**Referring expression pointing data**

▶

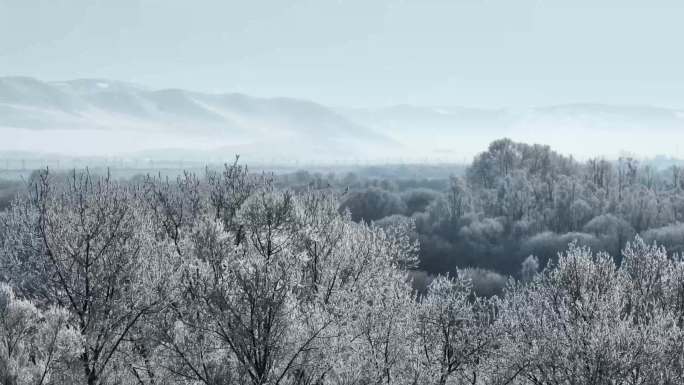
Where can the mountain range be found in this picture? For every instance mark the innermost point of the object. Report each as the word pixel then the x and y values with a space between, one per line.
pixel 105 117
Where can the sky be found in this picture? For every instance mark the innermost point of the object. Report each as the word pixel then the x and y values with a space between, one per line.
pixel 361 53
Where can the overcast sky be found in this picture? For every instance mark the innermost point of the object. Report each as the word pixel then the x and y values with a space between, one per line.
pixel 488 53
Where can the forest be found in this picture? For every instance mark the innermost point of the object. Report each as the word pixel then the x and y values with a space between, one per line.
pixel 526 267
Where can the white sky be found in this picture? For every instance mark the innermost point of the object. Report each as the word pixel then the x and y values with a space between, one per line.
pixel 487 53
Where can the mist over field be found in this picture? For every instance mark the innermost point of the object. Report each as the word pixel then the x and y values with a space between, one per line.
pixel 97 117
pixel 341 192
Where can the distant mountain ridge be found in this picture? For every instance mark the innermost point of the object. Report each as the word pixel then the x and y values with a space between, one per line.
pixel 100 116
pixel 94 105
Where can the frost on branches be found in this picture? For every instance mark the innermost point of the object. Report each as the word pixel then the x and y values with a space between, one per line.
pixel 226 279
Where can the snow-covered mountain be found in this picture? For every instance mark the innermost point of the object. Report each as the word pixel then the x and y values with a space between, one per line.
pixel 103 117
pixel 580 129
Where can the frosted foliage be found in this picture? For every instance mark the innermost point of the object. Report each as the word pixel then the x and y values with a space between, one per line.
pixel 226 279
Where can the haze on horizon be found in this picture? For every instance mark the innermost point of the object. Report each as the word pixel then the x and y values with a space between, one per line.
pixel 355 57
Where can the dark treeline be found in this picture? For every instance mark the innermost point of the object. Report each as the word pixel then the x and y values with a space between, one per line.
pixel 225 279
pixel 517 200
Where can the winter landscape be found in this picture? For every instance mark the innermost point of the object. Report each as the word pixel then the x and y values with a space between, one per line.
pixel 341 192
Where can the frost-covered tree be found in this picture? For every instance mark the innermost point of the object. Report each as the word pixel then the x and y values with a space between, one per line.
pixel 85 244
pixel 36 347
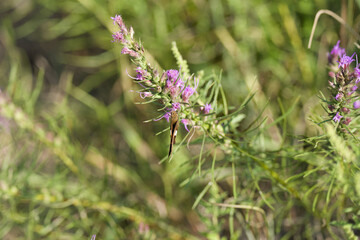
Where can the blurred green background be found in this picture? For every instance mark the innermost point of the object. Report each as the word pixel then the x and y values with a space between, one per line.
pixel 77 158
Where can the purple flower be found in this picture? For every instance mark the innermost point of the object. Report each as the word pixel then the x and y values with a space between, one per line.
pixel 132 53
pixel 187 93
pixel 145 94
pixel 207 107
pixel 347 121
pixel 345 110
pixel 337 51
pixel 339 96
pixel 356 104
pixel 141 74
pixel 345 61
pixel 172 74
pixel 174 84
pixel 118 37
pixel 337 117
pixel 357 74
pixel 185 122
pixel 167 116
pixel 175 106
pixel 118 19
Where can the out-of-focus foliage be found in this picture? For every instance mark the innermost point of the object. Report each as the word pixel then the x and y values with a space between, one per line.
pixel 77 158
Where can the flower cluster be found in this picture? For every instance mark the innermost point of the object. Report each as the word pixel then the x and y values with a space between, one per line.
pixel 344 100
pixel 171 88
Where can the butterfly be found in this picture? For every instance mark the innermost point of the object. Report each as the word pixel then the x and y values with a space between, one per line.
pixel 174 125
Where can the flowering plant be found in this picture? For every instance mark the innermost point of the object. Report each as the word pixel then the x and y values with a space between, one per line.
pixel 344 100
pixel 178 91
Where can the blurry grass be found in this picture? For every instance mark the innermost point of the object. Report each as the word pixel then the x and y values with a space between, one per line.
pixel 77 159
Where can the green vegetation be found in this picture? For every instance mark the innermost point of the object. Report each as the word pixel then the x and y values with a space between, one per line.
pixel 77 158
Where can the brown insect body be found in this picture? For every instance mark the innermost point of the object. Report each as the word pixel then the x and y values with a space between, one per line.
pixel 174 125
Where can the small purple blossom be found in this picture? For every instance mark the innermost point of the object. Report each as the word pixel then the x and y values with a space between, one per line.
pixel 118 37
pixel 356 104
pixel 174 84
pixel 187 93
pixel 207 107
pixel 347 121
pixel 172 74
pixel 357 74
pixel 337 51
pixel 132 53
pixel 339 96
pixel 145 94
pixel 345 61
pixel 185 122
pixel 175 106
pixel 118 19
pixel 337 117
pixel 345 110
pixel 141 74
pixel 167 116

◀

**ACTIVITY**
Please repeat each record above precisely, with the pictures left out.

**SOLUTION**
Where can the mountain range be found in this picture? For every instance mark the innermost point of the object. Report each as the word pixel then the x and y values with a space between, one per line.
pixel 105 117
Where can the sky be found in this picture? For every instance mark the innermost point of the object. Report each as the word pixel then the x and y values with a space between, one per line.
pixel 361 53
Where can the overcast sky be found in this picture? For every instance mark the innermost point of the object. Report each as the word pixel then the x and y values with a space between, one per line.
pixel 488 53
Where can the forest be found in this picture? For every instance mark the innermost point of the object. Report each as the word pixel then the x and y values with a space between, one per line.
pixel 526 267
Where can the white sky be found in this picture? For every instance mark the innermost point of the object. Report each as the word pixel then the x and y values with a space between, one per line.
pixel 487 53
Where can the mist over field be found in this picture? For every instance mark the innermost point of the object. Report each as the word pixel then the x and y values with a space between, one per line.
pixel 97 117
pixel 341 192
Where can the distant mountain ridge be found in this picture? For every instance mark the innermost point of the object. Report each as the word pixel then the x and y values with a space between, one per line.
pixel 100 116
pixel 94 105
Where can the frost on branches be found in this picture? For every instance mark the innermost point of the object. Report each as the word pixel then the x and y values with a space between, one per line.
pixel 226 279
Where can the snow-covered mountain be found in this picture? For every instance mark the innermost point of the object. Report each as the word pixel then the x and y values with a space between, one per line.
pixel 103 117
pixel 580 129
Where can the frosted foliage be found in this picture? For every instance mark the innermost point of the object. Report each as the word pixel then the x and y values with a space between, one per line.
pixel 226 279
Where can the haze on horizon be found in this picture? For every instance mark the innermost point of the object. Report each as the word pixel then the x and y values with a space between, one per line.
pixel 355 57
Where can the dark treeline be found in this picture? For every instance mark the innermost point of the object. Report each as the word pixel then the x and y values with a space between, one per line.
pixel 225 279
pixel 517 200
Where can the winter landscape be found in this picture? For every instance mark the innermost point of the object. Report each as the word pixel then the x and y values with a space between, one per line.
pixel 341 192
Where can the frost-covered tree be found in this picture? For every instance mark the innermost point of the object. Report each as the word pixel then the x and y values with a space between, one per line.
pixel 85 244
pixel 36 347
Where can the blurred green background be found in this picture? For every instance mark the innermost point of the object. Report each as the word pixel then the x and y values with a space between, one per line.
pixel 77 158
Where can the purple flower be found in this picture? For every instance mark the innermost point of the object. Report each as the word pixel then the x and y values with a space between, one per line.
pixel 132 53
pixel 187 93
pixel 145 94
pixel 207 107
pixel 347 121
pixel 345 110
pixel 337 51
pixel 339 96
pixel 356 104
pixel 141 74
pixel 345 61
pixel 172 74
pixel 174 84
pixel 118 37
pixel 337 117
pixel 357 74
pixel 185 122
pixel 167 116
pixel 175 106
pixel 118 19
Where can the out-of-focus foliage be found in this picture? For every instance mark the innermost point of the object. Report each as the word pixel then the x and y values with a space between, one per line.
pixel 77 158
Where can the flower cluster be found in this picture? For every instance mark the innermost point of the object. Report each as the word pixel then the x and y values with a space between, one per line.
pixel 344 100
pixel 171 88
Where can the butterfly be found in this picture? For every instance mark the innermost point of the object. Report each as the word pixel then the x and y values with a space between, one per line.
pixel 174 125
Where can the flowering plant be found in this picture? For every instance mark the innermost point of the object. Report each as the word pixel then the x and y values with a space between, one per line.
pixel 344 100
pixel 178 91
Where can the blurry grass be found in this picture? For every instance mark the innermost point of the object. Report each as the word pixel then the x and y values with a space between, one per line.
pixel 77 159
Where can the green vegetation be found in this picture? For every instance mark the innermost point of the object. Report each as the word pixel then the x and y values with a space between, one per line.
pixel 77 158
Where can the brown insect body be found in this picture? For every instance mark the innermost point of the object. Report each as the word pixel then the x and y values with a space between, one per line.
pixel 174 125
Where can the small purple blossom be found in this picture? For every instance mark the innermost point of the object. Report each as the word pixel then the x and y values with a space between, one per line.
pixel 118 37
pixel 356 104
pixel 174 84
pixel 187 93
pixel 207 107
pixel 347 121
pixel 172 74
pixel 357 74
pixel 337 51
pixel 132 53
pixel 339 96
pixel 145 94
pixel 345 61
pixel 185 122
pixel 175 106
pixel 118 19
pixel 337 117
pixel 345 110
pixel 141 74
pixel 167 116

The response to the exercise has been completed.